> _OBJECTIVE_: Extract every line of the items below that contains the string "brick", matching case exactly.

[Start DATASET ENTRIES]

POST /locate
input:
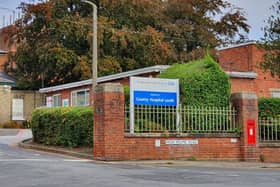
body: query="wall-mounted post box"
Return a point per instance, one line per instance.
(251, 132)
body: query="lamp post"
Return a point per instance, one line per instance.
(94, 45)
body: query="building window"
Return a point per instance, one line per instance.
(275, 93)
(80, 98)
(56, 100)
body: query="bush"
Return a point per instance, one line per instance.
(269, 107)
(202, 83)
(69, 127)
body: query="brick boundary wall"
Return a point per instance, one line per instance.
(112, 143)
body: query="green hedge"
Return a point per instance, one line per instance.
(269, 107)
(69, 127)
(202, 82)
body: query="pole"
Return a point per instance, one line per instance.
(94, 49)
(94, 46)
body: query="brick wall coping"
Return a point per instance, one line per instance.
(109, 87)
(244, 95)
(181, 135)
(269, 144)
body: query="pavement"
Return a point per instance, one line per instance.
(29, 168)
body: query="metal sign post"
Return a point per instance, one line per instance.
(153, 92)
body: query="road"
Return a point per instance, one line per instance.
(24, 168)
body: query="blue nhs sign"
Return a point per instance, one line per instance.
(154, 91)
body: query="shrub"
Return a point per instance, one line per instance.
(69, 127)
(269, 107)
(202, 82)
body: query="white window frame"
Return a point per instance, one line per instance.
(56, 95)
(81, 90)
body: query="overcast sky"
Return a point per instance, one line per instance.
(256, 11)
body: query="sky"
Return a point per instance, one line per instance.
(256, 12)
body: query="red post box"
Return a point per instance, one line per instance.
(251, 132)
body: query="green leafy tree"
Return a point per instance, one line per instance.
(54, 37)
(271, 44)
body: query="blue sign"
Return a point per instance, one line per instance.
(155, 98)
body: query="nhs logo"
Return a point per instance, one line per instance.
(154, 92)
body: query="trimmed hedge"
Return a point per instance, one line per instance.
(269, 107)
(69, 127)
(202, 82)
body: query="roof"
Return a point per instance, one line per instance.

[End DATASET ENTRIES]

> _ANSWER TO THIS EXERCISE_:
body: query="brick boundary wall"
body: query="brick wall coping"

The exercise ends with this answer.